--- START DATA PROVIDED ---

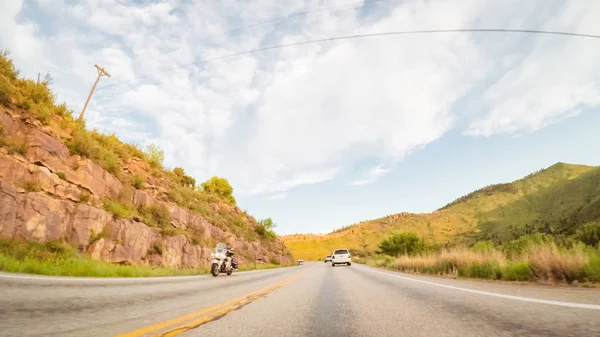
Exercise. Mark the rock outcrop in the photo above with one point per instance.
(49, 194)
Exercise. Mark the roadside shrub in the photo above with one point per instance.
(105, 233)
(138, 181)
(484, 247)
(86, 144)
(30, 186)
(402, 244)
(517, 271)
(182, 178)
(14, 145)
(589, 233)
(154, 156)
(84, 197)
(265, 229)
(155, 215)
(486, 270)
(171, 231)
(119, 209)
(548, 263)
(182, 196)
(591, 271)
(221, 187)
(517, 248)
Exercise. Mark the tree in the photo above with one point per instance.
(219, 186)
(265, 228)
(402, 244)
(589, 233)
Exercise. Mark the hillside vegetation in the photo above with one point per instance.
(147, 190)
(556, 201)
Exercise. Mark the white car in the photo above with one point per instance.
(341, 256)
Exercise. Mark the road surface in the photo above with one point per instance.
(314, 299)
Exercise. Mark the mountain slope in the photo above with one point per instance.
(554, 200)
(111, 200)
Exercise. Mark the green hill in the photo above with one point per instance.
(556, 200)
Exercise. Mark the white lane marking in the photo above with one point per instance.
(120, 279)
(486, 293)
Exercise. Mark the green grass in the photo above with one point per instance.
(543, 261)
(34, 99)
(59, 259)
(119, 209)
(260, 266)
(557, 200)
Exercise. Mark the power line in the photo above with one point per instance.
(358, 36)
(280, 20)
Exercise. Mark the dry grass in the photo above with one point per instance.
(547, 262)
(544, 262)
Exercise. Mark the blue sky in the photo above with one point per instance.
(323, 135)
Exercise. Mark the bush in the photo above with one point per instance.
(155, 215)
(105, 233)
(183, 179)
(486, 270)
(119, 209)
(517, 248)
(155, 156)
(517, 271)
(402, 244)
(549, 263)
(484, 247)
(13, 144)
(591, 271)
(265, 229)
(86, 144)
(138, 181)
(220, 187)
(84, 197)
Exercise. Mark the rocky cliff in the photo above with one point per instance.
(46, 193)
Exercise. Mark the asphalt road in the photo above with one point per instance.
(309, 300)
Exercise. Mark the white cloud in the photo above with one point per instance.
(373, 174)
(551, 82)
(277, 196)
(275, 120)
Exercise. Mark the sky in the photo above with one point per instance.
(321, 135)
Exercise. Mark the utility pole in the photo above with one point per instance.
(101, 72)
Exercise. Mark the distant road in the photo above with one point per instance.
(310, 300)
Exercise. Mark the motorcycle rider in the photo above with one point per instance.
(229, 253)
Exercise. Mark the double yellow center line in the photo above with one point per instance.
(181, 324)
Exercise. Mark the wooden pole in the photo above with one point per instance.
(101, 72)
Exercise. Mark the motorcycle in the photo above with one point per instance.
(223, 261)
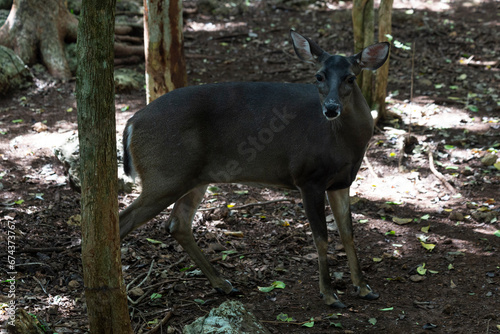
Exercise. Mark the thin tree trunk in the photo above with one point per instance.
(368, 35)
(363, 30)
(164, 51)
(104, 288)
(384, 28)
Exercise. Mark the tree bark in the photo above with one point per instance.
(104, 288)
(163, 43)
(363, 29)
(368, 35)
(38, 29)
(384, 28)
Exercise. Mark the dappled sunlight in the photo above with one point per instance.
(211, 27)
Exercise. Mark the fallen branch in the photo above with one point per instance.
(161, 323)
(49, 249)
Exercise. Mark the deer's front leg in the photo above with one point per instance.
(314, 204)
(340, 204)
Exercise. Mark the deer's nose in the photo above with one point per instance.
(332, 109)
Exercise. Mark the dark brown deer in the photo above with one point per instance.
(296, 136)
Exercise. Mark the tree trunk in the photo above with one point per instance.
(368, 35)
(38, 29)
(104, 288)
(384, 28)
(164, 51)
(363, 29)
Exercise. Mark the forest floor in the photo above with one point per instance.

--- END DATA PROVIDED ---

Please write out every line of the material above as a numbered list. Skip blank lines and leave out the pictures.

1. Exercise. Mark the rock outcrop in the photo above with one point per instance.
2. (49, 194)
3. Exercise. Mark the roadside shrub in the photo above with one point per instance.
4. (105, 233)
5. (138, 181)
6. (484, 247)
7. (86, 144)
8. (30, 186)
9. (402, 244)
10. (517, 271)
11. (182, 178)
12. (14, 145)
13. (589, 233)
14. (154, 156)
15. (84, 197)
16. (265, 229)
17. (155, 215)
18. (486, 270)
19. (171, 231)
20. (119, 209)
21. (548, 263)
22. (182, 196)
23. (591, 271)
24. (221, 187)
25. (517, 248)
26. Exercise. Mark the tree in the photo above with one point per instance.
27. (219, 186)
28. (265, 228)
29. (402, 244)
30. (589, 233)
31. Exercise. Mark the hillside vegetation in the photo above with one point per instance.
32. (147, 190)
33. (556, 201)
34. Exercise. Mark the white car in the photo above with one point per instance.
35. (341, 256)
36. Exercise. Mark the road surface in the photo above with one point per instance.
37. (314, 299)
38. Exercise. Mark the mountain slope in the photo above with one point per instance.
39. (554, 200)
40. (111, 200)
41. Exercise. Mark the green hill in the photo above with one point per instance.
42. (556, 200)
43. Exercise. Mark the white lane marking in the photo above with one point per instance.
44. (120, 279)
45. (486, 293)
46. Exercise. Mark the green grass in the photo above with one point per instance.
47. (543, 261)
48. (34, 99)
49. (59, 259)
50. (119, 209)
51. (260, 266)
52. (557, 200)
53. Exercise. Mark the power line in the photo above with one point per instance.
54. (358, 36)
55. (280, 20)
56. Exercise. Mark the dry grass in the photo above with one point per instance.
57. (547, 262)
58. (544, 262)
59. Exercise. Mark the blue sky in the photo above with one point per instance.
60. (323, 135)
61. Exercise. Mark the bush in the photo above with one point per instance.
62. (155, 215)
63. (105, 233)
64. (183, 179)
65. (486, 270)
66. (119, 209)
67. (517, 248)
68. (155, 156)
69. (517, 271)
70. (402, 244)
71. (549, 263)
72. (484, 247)
73. (13, 144)
74. (591, 271)
75. (265, 229)
76. (86, 144)
77. (138, 181)
78. (220, 187)
79. (84, 197)
80. Exercise. Mark the rocky cliff in the photo above with one point per instance.
81. (46, 193)
82. Exercise. Mark the asphalt road in the photo above with one point per instance.
83. (309, 300)
84. Exercise. Mark the white cloud in the photo above with one point per instance.
85. (373, 174)
86. (551, 82)
87. (277, 196)
88. (275, 120)
89. Exercise. Mark the sky in the photo above with one point per instance.
90. (321, 135)
91. Exercise. Mark the utility pole in the photo above with one point per instance.
92. (101, 72)
93. Exercise. Mark the distant road in the photo above with one point per instance.
94. (310, 300)
95. Exercise. Mark the motorcycle rider in the photo above with one point per instance.
96. (229, 253)
97. Exercise. Mark the double yellow center line in the photo above with one point per instance.
98. (181, 324)
99. Exercise. Mark the wooden pole in the photo above with one point per instance.
100. (101, 72)
101. Exercise. Mark the motorcycle in the photo above with one point per instance.
102. (223, 261)
103. Exercise. Mark the thin tree trunk in the photo above with one point per instance.
104. (368, 35)
105. (363, 30)
106. (164, 51)
107. (104, 288)
108. (384, 28)
109. Exercise. Mark the tree bark in the photo above with one point per instance.
110. (104, 288)
111. (163, 43)
112. (363, 29)
113. (368, 35)
114. (38, 29)
115. (384, 28)
116. Exercise. Mark the dappled sunlight in the photo above with one point per instance.
117. (211, 27)
118. Exercise. Mark the fallen branch in the photo above with one point per instance.
119. (161, 323)
120. (49, 249)
121. Exercise. Mark the deer's front leg in the photo above with one point per instance.
122. (314, 204)
123. (340, 204)
124. Exercise. Mark the deer's nose in the photo above with one point per instance.
125. (332, 109)
126. Exercise. Mark the dark brown deer in the photo above with one point per instance.
127. (296, 136)
128. Exercise. Mark the tree trunk in the photo above with one point per instance.
129. (368, 35)
130. (38, 29)
131. (104, 288)
132. (384, 28)
133. (164, 51)
134. (363, 29)
135. Exercise. Mark the forest floor in the photo above with one point per instance.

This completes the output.